→ TO BE DONE
Turn each line of the listing below into a numbered list, dropping any blank lines.

→ DATA TO PROCESS
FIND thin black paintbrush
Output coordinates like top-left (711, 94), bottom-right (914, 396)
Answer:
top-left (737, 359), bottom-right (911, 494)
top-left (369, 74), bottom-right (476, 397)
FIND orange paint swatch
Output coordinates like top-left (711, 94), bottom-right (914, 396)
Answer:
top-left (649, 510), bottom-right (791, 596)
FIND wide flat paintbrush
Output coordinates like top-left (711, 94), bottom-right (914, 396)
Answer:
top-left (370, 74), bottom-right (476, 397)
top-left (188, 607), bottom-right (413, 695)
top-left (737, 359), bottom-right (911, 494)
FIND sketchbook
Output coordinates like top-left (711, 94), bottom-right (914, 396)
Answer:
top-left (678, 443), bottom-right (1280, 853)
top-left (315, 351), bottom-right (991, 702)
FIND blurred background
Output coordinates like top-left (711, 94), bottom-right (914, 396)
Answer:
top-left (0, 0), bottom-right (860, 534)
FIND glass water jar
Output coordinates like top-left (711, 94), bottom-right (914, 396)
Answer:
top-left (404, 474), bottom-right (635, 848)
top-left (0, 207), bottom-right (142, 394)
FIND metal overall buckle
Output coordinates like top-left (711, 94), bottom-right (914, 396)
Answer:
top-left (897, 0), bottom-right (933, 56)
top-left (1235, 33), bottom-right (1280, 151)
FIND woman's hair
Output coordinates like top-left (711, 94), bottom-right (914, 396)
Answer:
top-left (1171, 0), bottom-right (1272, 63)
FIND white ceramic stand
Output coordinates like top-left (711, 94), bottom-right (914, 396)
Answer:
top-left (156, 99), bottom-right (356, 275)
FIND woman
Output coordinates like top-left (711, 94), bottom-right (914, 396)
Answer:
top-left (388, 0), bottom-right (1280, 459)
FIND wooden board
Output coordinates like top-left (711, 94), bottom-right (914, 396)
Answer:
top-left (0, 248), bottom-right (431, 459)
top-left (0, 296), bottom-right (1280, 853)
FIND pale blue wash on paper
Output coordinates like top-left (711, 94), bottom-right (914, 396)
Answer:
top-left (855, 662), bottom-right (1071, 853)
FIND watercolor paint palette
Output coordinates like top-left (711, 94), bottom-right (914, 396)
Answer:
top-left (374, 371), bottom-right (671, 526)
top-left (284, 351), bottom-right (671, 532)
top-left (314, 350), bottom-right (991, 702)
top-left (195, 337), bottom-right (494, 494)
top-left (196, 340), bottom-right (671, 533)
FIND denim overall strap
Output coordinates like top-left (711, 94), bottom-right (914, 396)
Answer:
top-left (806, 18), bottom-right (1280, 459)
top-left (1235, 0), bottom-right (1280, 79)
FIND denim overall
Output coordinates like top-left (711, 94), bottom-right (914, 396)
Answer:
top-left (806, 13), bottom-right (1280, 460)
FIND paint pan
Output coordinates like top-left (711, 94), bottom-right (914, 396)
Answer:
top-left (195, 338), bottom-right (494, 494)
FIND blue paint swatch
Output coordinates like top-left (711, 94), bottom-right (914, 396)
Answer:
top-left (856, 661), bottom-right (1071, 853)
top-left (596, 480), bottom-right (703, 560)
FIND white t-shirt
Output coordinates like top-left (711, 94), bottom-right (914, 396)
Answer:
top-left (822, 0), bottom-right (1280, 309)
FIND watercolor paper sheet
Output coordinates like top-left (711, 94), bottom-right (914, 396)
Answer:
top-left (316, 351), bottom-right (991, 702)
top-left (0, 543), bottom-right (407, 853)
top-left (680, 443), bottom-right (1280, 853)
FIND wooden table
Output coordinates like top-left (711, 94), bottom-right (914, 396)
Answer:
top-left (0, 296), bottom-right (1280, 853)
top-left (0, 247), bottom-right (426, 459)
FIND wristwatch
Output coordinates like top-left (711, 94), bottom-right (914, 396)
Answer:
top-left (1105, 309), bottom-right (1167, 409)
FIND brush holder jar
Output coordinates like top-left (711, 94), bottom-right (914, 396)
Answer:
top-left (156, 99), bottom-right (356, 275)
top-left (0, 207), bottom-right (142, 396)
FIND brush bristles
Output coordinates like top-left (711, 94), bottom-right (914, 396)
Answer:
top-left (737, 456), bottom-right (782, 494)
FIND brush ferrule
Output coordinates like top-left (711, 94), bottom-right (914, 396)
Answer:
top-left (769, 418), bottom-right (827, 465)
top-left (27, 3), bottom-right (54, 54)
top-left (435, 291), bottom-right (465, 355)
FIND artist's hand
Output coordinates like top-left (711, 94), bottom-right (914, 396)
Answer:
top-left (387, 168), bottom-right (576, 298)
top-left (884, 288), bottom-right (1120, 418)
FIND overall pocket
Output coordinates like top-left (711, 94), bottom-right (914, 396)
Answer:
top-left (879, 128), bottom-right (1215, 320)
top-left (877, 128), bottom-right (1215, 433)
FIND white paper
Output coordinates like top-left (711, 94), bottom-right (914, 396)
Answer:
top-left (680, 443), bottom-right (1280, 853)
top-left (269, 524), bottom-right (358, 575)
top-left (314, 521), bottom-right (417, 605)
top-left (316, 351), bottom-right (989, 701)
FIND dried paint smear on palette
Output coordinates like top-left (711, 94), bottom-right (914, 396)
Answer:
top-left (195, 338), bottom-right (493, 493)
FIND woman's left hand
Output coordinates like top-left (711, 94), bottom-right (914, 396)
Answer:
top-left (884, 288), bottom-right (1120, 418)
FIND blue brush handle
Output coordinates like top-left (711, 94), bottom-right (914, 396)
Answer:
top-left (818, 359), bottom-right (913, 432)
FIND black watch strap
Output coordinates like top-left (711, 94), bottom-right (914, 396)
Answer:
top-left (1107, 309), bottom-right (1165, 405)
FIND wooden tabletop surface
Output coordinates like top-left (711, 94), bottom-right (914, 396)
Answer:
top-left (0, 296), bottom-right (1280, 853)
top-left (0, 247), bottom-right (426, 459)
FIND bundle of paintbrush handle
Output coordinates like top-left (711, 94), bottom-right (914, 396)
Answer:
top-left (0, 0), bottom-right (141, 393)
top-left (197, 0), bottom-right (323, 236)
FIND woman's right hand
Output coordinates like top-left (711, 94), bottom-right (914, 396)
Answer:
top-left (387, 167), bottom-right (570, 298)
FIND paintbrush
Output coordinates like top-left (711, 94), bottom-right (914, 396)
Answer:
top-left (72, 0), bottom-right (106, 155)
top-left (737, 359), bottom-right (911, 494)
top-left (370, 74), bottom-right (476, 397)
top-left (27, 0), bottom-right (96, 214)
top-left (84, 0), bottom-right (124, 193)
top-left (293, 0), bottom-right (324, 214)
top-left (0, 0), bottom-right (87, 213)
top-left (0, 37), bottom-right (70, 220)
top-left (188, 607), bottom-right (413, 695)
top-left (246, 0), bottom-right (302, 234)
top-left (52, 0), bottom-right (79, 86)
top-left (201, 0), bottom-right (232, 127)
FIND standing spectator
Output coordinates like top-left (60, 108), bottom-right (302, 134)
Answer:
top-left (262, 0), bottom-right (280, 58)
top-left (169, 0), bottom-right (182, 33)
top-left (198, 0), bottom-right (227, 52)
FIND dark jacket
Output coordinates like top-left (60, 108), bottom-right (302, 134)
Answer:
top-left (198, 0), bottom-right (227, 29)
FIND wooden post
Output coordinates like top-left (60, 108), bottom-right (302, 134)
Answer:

→ WRITTEN RESPONSE
1. FIND thin black paintbrush
2. Output coordinates like top-left (711, 94), bottom-right (914, 396)
3. Answer:
4. top-left (737, 359), bottom-right (911, 494)
5. top-left (369, 74), bottom-right (476, 397)
6. FIND orange paint swatch
7. Output coordinates like top-left (711, 94), bottom-right (914, 396)
8. Answer:
9. top-left (649, 510), bottom-right (791, 596)
10. FIND wide flat paintbrush
11. Output coordinates like top-left (711, 94), bottom-right (914, 396)
12. Answer:
13. top-left (370, 74), bottom-right (476, 397)
14. top-left (188, 607), bottom-right (413, 695)
15. top-left (737, 359), bottom-right (911, 494)
16. FIND sketchbook
17. Output coordinates like top-left (711, 94), bottom-right (914, 396)
18. Answer:
19. top-left (678, 443), bottom-right (1280, 853)
20. top-left (315, 351), bottom-right (991, 702)
21. FIND blurred background
22. Output coordinates like top-left (711, 94), bottom-right (914, 396)
23. Answer:
24. top-left (0, 0), bottom-right (860, 534)
25. FIND glass water jar
26. Output coordinates like top-left (711, 94), bottom-right (914, 396)
27. Answer:
28. top-left (404, 474), bottom-right (635, 848)
29. top-left (0, 207), bottom-right (142, 394)
30. FIND metal overall buckle
31. Output coordinates like top-left (711, 94), bottom-right (914, 396)
32. Answer:
33. top-left (897, 0), bottom-right (933, 56)
34. top-left (1235, 33), bottom-right (1280, 151)
35. FIND woman's hair
36. Output coordinates like top-left (711, 94), bottom-right (914, 396)
37. Answer:
38. top-left (1171, 0), bottom-right (1272, 63)
39. FIND white ceramic stand
40. Output coordinates like top-left (711, 94), bottom-right (914, 396)
41. Answer:
42. top-left (156, 99), bottom-right (356, 275)
43. FIND woman
44. Output coordinates like top-left (711, 94), bottom-right (914, 396)
45. Answer:
46. top-left (388, 0), bottom-right (1280, 459)
47. FIND wooden board
48. Output coordinates like top-left (711, 94), bottom-right (914, 396)
49. Answer:
50. top-left (0, 248), bottom-right (431, 459)
51. top-left (0, 296), bottom-right (1280, 853)
52. FIND pale blue wash on paper
53. Output coordinates like top-left (711, 94), bottom-right (914, 396)
54. Answer:
55. top-left (855, 662), bottom-right (1071, 853)
56. FIND watercolor paint palette
57. Output coordinates like top-left (711, 94), bottom-right (914, 396)
58. Answer:
59. top-left (374, 371), bottom-right (671, 526)
60. top-left (284, 351), bottom-right (671, 532)
61. top-left (314, 350), bottom-right (991, 702)
62. top-left (195, 337), bottom-right (494, 494)
63. top-left (196, 340), bottom-right (671, 533)
64. FIND denim overall strap
65. Output coordinates like top-left (711, 94), bottom-right (914, 396)
66. Answer:
67. top-left (806, 18), bottom-right (1280, 459)
68. top-left (1235, 0), bottom-right (1280, 79)
69. FIND denim overall
70. Output coordinates like top-left (711, 94), bottom-right (914, 396)
71. Answer:
72. top-left (806, 13), bottom-right (1280, 460)
73. FIND paint pan
74. Output coordinates like top-left (711, 94), bottom-right (914, 396)
75. Answer:
76. top-left (195, 338), bottom-right (494, 494)
77. FIND blue paint swatch
78. Output coordinates like top-left (711, 94), bottom-right (914, 396)
79. Answer:
80. top-left (856, 661), bottom-right (1071, 853)
81. top-left (596, 480), bottom-right (703, 560)
82. FIND white t-shirt
83. Output coordinates like top-left (711, 94), bottom-right (914, 396)
84. Answer:
85. top-left (822, 0), bottom-right (1280, 309)
86. FIND watercolor paper sheet
87. Output coordinates like top-left (711, 94), bottom-right (914, 396)
88. Answer:
89. top-left (316, 351), bottom-right (991, 702)
90. top-left (0, 543), bottom-right (407, 853)
91. top-left (680, 443), bottom-right (1280, 853)
92. FIND wooden table
93. Output coordinates like top-left (711, 94), bottom-right (914, 396)
94. Answer:
95. top-left (0, 296), bottom-right (1280, 853)
96. top-left (0, 247), bottom-right (426, 459)
97. FIND wristwatch
98. Output coordinates like top-left (711, 94), bottom-right (914, 396)
99. Answer:
100. top-left (1105, 309), bottom-right (1167, 409)
101. FIND brush holder jar
102. Output coordinates like top-left (711, 94), bottom-right (914, 396)
103. Answer:
104. top-left (156, 99), bottom-right (356, 275)
105. top-left (0, 207), bottom-right (142, 396)
106. FIND brush bristles
107. Output coordinates like top-left (711, 94), bottom-right (914, 396)
108. Answer:
109. top-left (737, 456), bottom-right (782, 494)
110. FIND brush ferrule
111. Output coordinates like top-left (711, 94), bottom-right (914, 396)
112. Answer:
113. top-left (769, 418), bottom-right (827, 465)
114. top-left (27, 3), bottom-right (54, 54)
115. top-left (435, 291), bottom-right (465, 355)
116. FIND artist's hand
117. Output coordinates like top-left (711, 94), bottom-right (914, 396)
118. Answer:
119. top-left (387, 168), bottom-right (576, 298)
120. top-left (884, 288), bottom-right (1120, 418)
121. FIND overall pocket
122. Output coordinates like top-left (711, 94), bottom-right (914, 396)
123. Answer:
124. top-left (879, 128), bottom-right (1215, 320)
125. top-left (877, 128), bottom-right (1215, 433)
126. FIND white paper
127. Output coordinates like top-left (711, 94), bottom-right (914, 396)
128. Answer:
129. top-left (680, 443), bottom-right (1280, 853)
130. top-left (269, 524), bottom-right (358, 575)
131. top-left (314, 521), bottom-right (417, 605)
132. top-left (316, 351), bottom-right (989, 701)
133. FIND dried paint smear on palette
134. Output coordinates like top-left (711, 94), bottom-right (914, 396)
135. Answer:
136. top-left (195, 338), bottom-right (493, 493)
137. FIND woman's left hand
138. Output coordinates like top-left (711, 94), bottom-right (914, 396)
139. Answer:
140. top-left (884, 288), bottom-right (1120, 418)
141. FIND blue brush handle
142. Output coordinates like top-left (711, 94), bottom-right (914, 396)
143. Answer:
144. top-left (818, 359), bottom-right (913, 432)
145. FIND black watch strap
146. Output coordinates like top-left (711, 94), bottom-right (914, 396)
147. Answer:
148. top-left (1107, 309), bottom-right (1165, 405)
149. FIND wooden tabletop surface
150. Output coordinates like top-left (711, 94), bottom-right (914, 396)
151. Answer:
152. top-left (0, 296), bottom-right (1280, 853)
153. top-left (0, 247), bottom-right (426, 459)
154. FIND bundle of paintbrush handle
155. Output coordinates like top-left (711, 94), bottom-right (914, 396)
156. Answer:
157. top-left (0, 0), bottom-right (141, 393)
158. top-left (197, 0), bottom-right (323, 236)
159. FIND woman's right hand
160. Output coordinates like top-left (711, 94), bottom-right (914, 396)
161. Answer:
162. top-left (387, 167), bottom-right (570, 298)
163. FIND paintbrush
164. Output coordinates like top-left (711, 94), bottom-right (914, 396)
165. Answer:
166. top-left (72, 0), bottom-right (106, 155)
167. top-left (737, 359), bottom-right (911, 494)
168. top-left (370, 74), bottom-right (476, 397)
169. top-left (27, 0), bottom-right (96, 214)
170. top-left (84, 0), bottom-right (124, 193)
171. top-left (293, 0), bottom-right (324, 214)
172. top-left (0, 0), bottom-right (87, 213)
173. top-left (0, 37), bottom-right (70, 220)
174. top-left (188, 607), bottom-right (413, 695)
175. top-left (246, 0), bottom-right (302, 234)
176. top-left (52, 0), bottom-right (79, 86)
177. top-left (201, 0), bottom-right (232, 127)
178. FIND standing spectator
179. Output coordinates like top-left (60, 108), bottom-right (302, 134)
180. Answer:
181. top-left (262, 0), bottom-right (280, 58)
182. top-left (169, 0), bottom-right (182, 33)
183. top-left (198, 0), bottom-right (227, 52)
184. FIND dark jacket
185. Output coordinates like top-left (60, 108), bottom-right (302, 134)
186. Answer:
187. top-left (198, 0), bottom-right (227, 29)
188. FIND wooden post
189. Output coordinates like top-left (60, 108), bottom-right (302, 134)
190. Answer:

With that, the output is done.